[Written request]
Begin at the line that has "Query: glass window" and stop after the line that has "926 504 982 625". Reproduce only those lines of the data below, swapping every "Query" for "Label" and leaving everything else unchanged.

[Stored rows]

···

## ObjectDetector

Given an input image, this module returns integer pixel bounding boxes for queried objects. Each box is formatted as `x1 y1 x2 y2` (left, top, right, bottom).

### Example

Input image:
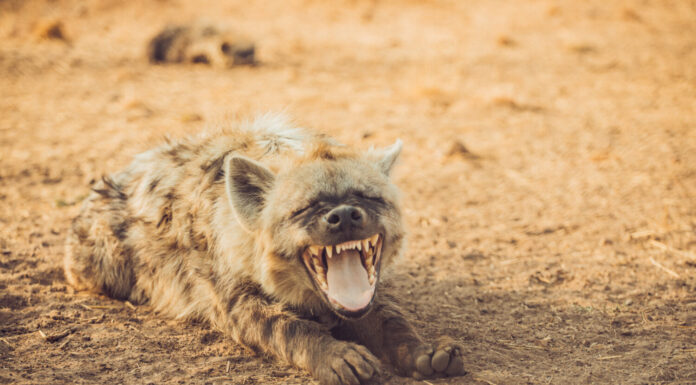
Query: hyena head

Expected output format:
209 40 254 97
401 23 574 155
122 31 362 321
226 141 404 318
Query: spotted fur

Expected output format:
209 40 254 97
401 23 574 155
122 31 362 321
64 115 468 384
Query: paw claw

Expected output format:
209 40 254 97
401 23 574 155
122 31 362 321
445 356 466 376
416 354 433 376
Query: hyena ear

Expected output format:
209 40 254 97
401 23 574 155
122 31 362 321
225 155 275 229
377 139 404 175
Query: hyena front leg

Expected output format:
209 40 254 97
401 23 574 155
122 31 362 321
336 293 466 379
224 281 380 385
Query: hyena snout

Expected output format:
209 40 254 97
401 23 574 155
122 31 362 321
322 205 365 233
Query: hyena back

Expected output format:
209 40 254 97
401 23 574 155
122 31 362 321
65 115 463 384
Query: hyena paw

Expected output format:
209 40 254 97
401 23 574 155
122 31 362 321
411 337 466 379
313 342 380 385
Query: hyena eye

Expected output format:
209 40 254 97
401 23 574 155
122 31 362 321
353 191 386 204
290 203 314 218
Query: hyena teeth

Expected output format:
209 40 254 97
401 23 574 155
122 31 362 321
312 257 324 273
309 246 321 256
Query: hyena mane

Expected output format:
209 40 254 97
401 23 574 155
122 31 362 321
64 115 463 384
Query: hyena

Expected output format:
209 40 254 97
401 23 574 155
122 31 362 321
147 24 256 67
65 116 464 384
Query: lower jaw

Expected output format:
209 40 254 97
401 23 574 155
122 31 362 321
331 296 375 320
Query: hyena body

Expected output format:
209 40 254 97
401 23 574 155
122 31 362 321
65 116 463 384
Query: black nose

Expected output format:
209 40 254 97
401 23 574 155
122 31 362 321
324 205 365 231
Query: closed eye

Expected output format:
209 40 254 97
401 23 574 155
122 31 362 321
353 191 387 204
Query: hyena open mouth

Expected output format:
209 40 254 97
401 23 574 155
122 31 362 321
302 234 383 317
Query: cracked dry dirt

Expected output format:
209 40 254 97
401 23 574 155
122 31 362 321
0 0 696 384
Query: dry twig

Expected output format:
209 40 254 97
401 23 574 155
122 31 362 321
650 257 679 278
650 239 696 259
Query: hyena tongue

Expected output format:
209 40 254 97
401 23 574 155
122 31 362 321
326 250 375 311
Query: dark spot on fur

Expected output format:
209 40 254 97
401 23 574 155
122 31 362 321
183 281 193 297
147 178 160 192
201 151 230 183
157 205 172 229
111 219 131 241
261 314 283 341
201 331 222 345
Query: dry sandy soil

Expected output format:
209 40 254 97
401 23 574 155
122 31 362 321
0 0 696 384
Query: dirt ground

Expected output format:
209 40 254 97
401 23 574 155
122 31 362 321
0 0 696 384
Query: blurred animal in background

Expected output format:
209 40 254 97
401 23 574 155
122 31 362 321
147 25 256 68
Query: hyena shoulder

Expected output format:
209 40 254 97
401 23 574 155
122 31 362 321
65 115 324 318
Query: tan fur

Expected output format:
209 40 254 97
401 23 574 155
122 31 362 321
64 115 468 384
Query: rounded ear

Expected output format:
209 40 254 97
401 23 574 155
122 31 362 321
377 139 404 175
225 155 275 230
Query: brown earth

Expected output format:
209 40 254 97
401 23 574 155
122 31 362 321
0 0 696 384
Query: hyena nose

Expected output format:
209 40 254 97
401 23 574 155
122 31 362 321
324 205 365 231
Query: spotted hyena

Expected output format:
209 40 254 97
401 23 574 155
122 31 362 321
147 24 256 67
65 116 463 384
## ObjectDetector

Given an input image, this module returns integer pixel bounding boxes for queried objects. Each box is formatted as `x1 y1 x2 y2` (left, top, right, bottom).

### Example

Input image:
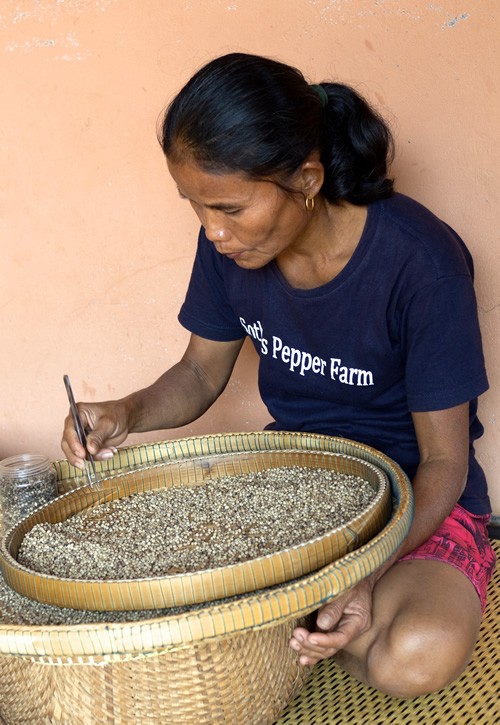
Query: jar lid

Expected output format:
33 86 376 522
0 453 51 478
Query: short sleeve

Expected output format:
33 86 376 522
403 275 488 412
178 229 245 342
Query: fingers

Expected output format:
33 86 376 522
61 403 128 469
290 627 348 665
290 581 371 665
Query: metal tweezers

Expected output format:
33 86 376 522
64 375 99 486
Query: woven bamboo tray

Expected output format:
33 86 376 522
0 450 391 611
0 432 412 725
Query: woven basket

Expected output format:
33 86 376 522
0 432 412 725
0 450 391 611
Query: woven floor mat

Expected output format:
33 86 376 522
275 540 500 725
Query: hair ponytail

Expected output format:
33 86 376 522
158 53 392 204
321 83 394 205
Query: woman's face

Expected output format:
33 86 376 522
167 159 311 269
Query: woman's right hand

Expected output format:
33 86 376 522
61 400 130 470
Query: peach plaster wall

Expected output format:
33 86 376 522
0 0 500 514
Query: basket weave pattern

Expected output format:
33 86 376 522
0 432 412 725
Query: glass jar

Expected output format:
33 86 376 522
0 453 58 536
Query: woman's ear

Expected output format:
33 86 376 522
299 151 325 197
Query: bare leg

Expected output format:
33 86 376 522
335 560 481 697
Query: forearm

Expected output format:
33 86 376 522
121 360 221 433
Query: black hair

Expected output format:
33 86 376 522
158 53 393 205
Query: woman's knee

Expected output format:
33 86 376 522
367 622 474 698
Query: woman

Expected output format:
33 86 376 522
62 54 494 697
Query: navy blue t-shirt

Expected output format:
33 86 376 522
179 194 490 514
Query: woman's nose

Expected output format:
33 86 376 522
203 214 231 244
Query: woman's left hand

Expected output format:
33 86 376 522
290 579 373 665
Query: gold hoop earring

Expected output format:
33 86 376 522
306 196 314 211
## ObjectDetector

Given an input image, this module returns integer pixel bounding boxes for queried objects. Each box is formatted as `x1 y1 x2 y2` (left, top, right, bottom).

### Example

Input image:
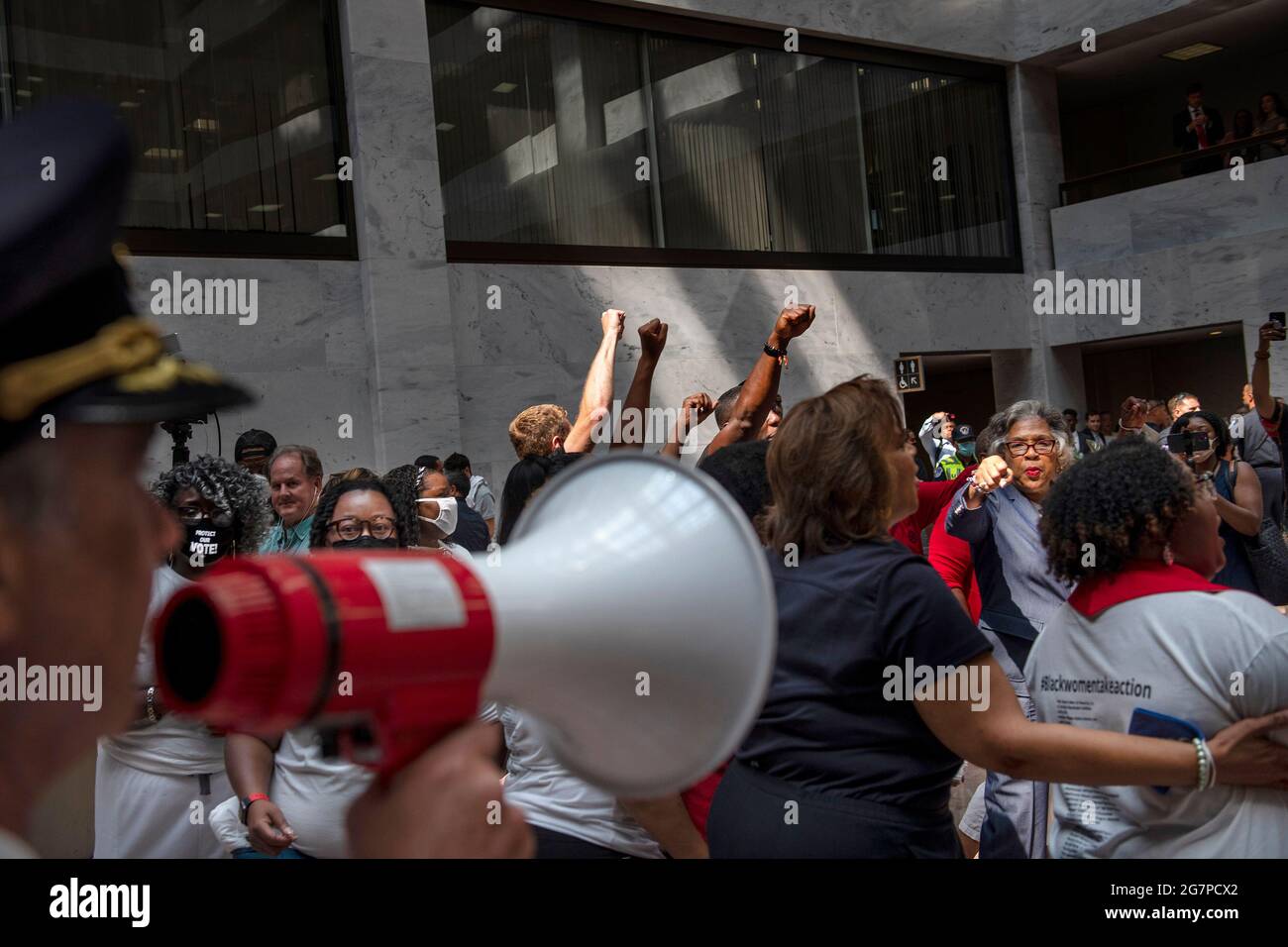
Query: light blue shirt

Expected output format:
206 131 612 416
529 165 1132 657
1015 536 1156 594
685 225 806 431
259 513 317 556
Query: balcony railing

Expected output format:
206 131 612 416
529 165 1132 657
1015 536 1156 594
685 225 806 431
1060 132 1288 205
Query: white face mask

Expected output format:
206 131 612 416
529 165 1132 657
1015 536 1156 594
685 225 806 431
416 496 456 536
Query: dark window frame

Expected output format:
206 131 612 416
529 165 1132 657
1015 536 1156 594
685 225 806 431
0 0 358 261
425 0 1024 273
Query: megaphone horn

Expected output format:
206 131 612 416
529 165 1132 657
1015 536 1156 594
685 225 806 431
155 454 777 797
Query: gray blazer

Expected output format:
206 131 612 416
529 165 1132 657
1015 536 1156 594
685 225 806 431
944 483 1073 669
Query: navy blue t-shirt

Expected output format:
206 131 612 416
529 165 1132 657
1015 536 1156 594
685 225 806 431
447 498 488 553
737 541 992 811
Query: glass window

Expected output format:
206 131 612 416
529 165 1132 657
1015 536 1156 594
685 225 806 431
426 0 1015 265
428 3 653 246
0 0 349 249
858 65 1013 257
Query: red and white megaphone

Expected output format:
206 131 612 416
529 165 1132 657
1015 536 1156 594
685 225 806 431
154 454 777 797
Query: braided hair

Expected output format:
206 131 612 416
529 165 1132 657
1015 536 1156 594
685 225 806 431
309 476 406 549
152 454 271 553
380 464 429 546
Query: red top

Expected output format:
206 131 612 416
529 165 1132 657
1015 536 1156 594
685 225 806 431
680 763 729 841
890 464 979 556
1069 559 1227 618
926 504 982 625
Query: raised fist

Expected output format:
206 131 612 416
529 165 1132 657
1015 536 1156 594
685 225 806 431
774 305 814 342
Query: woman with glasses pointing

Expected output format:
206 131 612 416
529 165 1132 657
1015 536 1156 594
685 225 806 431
945 401 1074 858
94 456 268 858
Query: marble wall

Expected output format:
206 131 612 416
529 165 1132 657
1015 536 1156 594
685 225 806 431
441 264 1029 491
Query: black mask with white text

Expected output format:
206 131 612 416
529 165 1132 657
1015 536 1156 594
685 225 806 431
184 522 233 569
331 536 398 549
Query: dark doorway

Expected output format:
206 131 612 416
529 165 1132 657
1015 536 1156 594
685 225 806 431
903 352 997 471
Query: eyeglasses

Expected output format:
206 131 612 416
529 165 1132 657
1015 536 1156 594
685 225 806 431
327 517 398 540
174 506 233 527
1006 437 1056 458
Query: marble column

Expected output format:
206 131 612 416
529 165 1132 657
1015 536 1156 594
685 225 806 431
342 0 460 471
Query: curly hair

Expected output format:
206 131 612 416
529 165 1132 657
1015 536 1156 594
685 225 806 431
1038 440 1194 582
380 464 424 546
757 374 905 559
1168 411 1231 460
152 454 271 553
309 478 420 549
510 404 572 460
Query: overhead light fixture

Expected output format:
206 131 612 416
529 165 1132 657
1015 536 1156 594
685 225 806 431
1163 43 1225 61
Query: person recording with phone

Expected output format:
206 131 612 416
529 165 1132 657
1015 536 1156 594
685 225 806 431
1167 411 1261 595
1025 441 1288 858
917 411 960 480
944 401 1074 858
1240 312 1285 528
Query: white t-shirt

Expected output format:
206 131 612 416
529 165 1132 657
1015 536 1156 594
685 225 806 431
102 566 224 776
480 703 662 858
209 727 374 858
1025 591 1288 858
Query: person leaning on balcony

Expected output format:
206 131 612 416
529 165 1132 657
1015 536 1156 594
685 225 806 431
705 376 1288 858
1221 108 1258 164
1172 82 1225 177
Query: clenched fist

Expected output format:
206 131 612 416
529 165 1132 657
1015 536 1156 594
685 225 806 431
349 723 536 858
639 320 666 361
599 309 626 339
774 305 814 342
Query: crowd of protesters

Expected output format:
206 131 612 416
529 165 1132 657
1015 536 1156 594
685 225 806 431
95 305 1288 858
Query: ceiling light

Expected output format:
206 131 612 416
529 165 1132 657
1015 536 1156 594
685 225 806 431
1163 43 1225 61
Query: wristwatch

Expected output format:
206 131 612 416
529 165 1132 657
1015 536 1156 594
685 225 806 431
237 792 268 824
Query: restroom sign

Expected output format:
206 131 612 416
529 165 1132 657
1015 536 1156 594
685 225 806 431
894 356 926 394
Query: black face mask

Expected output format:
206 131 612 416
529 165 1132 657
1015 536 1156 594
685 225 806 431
184 522 233 569
331 536 398 549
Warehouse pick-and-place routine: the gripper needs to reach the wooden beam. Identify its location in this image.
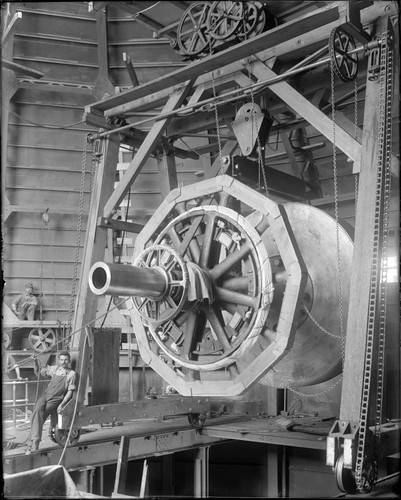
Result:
[93,9,114,99]
[103,81,193,217]
[251,61,361,168]
[340,18,388,422]
[113,435,130,495]
[1,10,22,47]
[1,59,45,78]
[71,136,120,403]
[157,149,178,200]
[86,3,338,111]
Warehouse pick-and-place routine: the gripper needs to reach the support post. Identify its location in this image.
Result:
[113,436,130,496]
[340,18,389,422]
[71,136,120,402]
[194,446,210,498]
[157,148,178,200]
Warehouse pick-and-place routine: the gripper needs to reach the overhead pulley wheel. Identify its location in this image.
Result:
[177,2,211,57]
[329,26,358,82]
[207,1,244,40]
[28,328,56,352]
[238,2,266,40]
[3,332,11,349]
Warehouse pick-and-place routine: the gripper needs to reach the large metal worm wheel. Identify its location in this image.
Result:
[28,328,56,352]
[130,176,307,396]
[97,175,353,396]
[177,2,212,58]
[329,26,358,82]
[132,245,188,327]
[147,205,272,371]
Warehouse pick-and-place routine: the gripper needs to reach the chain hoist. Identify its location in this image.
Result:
[66,133,90,347]
[355,31,393,493]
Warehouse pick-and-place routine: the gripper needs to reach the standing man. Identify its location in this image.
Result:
[28,351,77,452]
[11,283,38,321]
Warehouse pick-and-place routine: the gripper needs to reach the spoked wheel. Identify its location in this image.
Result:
[50,426,81,446]
[188,412,207,429]
[207,1,244,40]
[132,245,188,325]
[145,205,273,371]
[329,27,358,82]
[177,2,210,57]
[28,328,56,352]
[238,2,266,39]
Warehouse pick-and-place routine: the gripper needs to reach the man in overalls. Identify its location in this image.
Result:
[28,351,77,451]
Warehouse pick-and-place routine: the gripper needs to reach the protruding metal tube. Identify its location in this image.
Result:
[89,262,168,300]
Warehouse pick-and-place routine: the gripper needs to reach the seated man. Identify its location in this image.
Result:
[11,283,38,321]
[28,351,77,453]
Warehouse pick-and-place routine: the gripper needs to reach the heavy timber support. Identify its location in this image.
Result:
[327,14,399,493]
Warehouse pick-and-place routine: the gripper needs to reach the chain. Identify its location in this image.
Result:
[242,16,269,196]
[209,42,223,172]
[330,57,345,367]
[66,133,90,347]
[355,32,393,493]
[303,303,342,339]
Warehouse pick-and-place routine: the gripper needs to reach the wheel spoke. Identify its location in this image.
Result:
[215,287,259,309]
[210,242,252,280]
[221,276,250,292]
[199,215,216,269]
[205,307,230,351]
[182,312,197,360]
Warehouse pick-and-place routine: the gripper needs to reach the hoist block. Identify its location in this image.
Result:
[89,175,353,396]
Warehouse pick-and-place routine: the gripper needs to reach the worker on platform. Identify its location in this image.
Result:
[11,283,38,321]
[27,351,77,453]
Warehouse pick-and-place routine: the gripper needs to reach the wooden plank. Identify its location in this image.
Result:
[86,4,338,111]
[113,435,130,495]
[103,82,192,217]
[91,328,120,405]
[1,59,45,78]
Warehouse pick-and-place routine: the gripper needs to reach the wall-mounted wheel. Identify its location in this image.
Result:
[50,426,81,446]
[28,328,56,352]
[329,26,358,82]
[335,455,357,495]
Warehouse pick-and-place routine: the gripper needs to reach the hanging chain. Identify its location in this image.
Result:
[303,303,342,339]
[209,41,223,172]
[355,31,393,493]
[242,10,269,196]
[330,57,345,368]
[67,133,90,342]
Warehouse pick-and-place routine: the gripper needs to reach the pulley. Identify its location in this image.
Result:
[329,26,358,82]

···

[Response to this exercise]
Label: glass window

Expected output format:
206 131 612 416
529 165 1132 657
1015 536 1156 594
685 225 806 431
426 0 1015 265
428 3 653 246
0 0 349 249
858 65 1013 257
Label: red and white megaphone

Expected output format:
206 131 612 416
529 165 1132 657
1015 536 1156 594
685 225 806 431
154 454 777 797
Label: braided hair

Expected output format:
206 131 612 416
529 165 1132 657
1015 536 1156 594
685 225 806 431
309 476 406 549
152 454 271 553
380 464 429 546
Label: red top

Expected output format:
206 131 612 416
529 165 1132 657
1015 536 1156 594
685 225 806 431
680 763 729 841
890 464 979 556
1069 559 1227 618
926 504 982 625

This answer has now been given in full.